TASKS TO PERFORM:
(a) In the Wet Pants thread, what is the classmate named Susie carrying when she trips in front of the teacher?
(b) Output the stretch of the Wet Pants thread from "# Wet Pants" through "the end of it.", word for word.
(c) According to the Wet Pants thread, why does the teacher give the boy gym shorts?

PROVIDED TEXT:
_____

# Wet Pants



## TXPalerider (May 21, 2004)

He thinks his heart is going to stop because he cannot possibly imagine
how this has happened. It's never happened before, and he knows that
when
the boys find out he will never hear the end of it.
When the girls find out, they'll never speak to him again as long as
he
lives.

The boy believes his heart is going to stop; he puts his head down
and
prays this prayer,
"Dear God, this is an emergency! I need help now! Five minutes from
now
I'm dead meat."
He looks up from his prayer and here comes the teacher with a look in
her
eyes that says he has been discovered.
As the teacher is walking toward him, a classmate named Susie is
carrying
a goldfish bowl that is filled with water. Susie trips in
front of the teacher and inexplicably dumps the bowl of water in the
boy's
lap.

I thank you, Lord! Thank you, Lord!" Now all of a sudden, instead
of
being the object of ridicule, the boy is the object of sympathy.
The teacher rushes him downstairs and gives him gym shorts to put on
while
his pants dry out. All the other children are on their
hands and knees cleaning up around his desk. The sympathy is
wonderful.
But as life would have it, the ridicule that should have been his
has
been transferred to someone else - Susie.
She tries to help, but they tell her to get out. You've done enough,
you
klutz!"

Finally, at the end of the day, as they are waiting for the bus, the
boy
walks over to Susie and whispers, "You did that on purpose, didn't
you?"
Susie whispers back, "I wet my pants once too."
May God help us see the opportunities that are always around us to
do
good.
Remember.....Just going to church doesn't make you a Christian any
more
than standing
in your garage makes you a car.

I not only love the story --- I love this last quote!!
I only hope that in the coming years there will be many people with
fish
bowls around me!!!


----------



## Mrs Backlasher (Dec 19, 2004)

That's a GREAT story!!!

I tried to give you a greenie, but my "greenie" thingie seems to be broken. Bummer!


----------



## DawnPatrol (May 2, 2006)

*Greenie on the way*

Got you covered, MrsB.
GREAT story!


----------

_____

DATA SHOWN:

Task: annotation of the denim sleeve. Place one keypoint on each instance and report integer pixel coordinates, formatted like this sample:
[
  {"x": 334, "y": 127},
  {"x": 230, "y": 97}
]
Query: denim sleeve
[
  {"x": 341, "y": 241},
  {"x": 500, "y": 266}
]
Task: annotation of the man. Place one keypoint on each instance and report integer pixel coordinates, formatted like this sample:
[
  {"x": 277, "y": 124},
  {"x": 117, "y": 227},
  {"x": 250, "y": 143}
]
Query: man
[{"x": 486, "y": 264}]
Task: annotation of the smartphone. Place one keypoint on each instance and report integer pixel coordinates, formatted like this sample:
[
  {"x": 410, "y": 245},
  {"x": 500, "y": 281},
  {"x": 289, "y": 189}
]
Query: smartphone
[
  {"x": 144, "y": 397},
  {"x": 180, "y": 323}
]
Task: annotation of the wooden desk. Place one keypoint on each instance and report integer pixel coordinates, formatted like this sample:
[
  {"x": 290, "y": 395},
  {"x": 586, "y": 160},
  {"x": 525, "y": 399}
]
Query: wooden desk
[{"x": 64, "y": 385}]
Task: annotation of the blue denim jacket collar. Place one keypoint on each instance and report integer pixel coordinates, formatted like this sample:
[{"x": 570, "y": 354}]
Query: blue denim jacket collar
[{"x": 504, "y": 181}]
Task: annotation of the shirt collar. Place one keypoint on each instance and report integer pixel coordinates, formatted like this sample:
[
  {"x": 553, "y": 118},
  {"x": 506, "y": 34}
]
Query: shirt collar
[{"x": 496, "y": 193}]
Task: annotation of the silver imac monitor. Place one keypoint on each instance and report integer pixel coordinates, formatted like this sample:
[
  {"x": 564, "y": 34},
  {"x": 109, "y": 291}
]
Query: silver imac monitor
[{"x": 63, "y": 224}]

_____

RESPONSES FOR EACH TASK:
(a) A goldfish bowl filled with water.

(b)
# Wet Pants



## TXPalerider (May 21, 2004)

He thinks his heart is going to stop because he cannot possibly imagine
how this has happened. It's never happened before, and he knows that
when
the boys find out he will never hear the end of it.

(c) Susie spilled the goldfish bowl's water in his lap, soaking his pants. The teacher takes him downstairs and gives him gym shorts to wear while his pants dry out.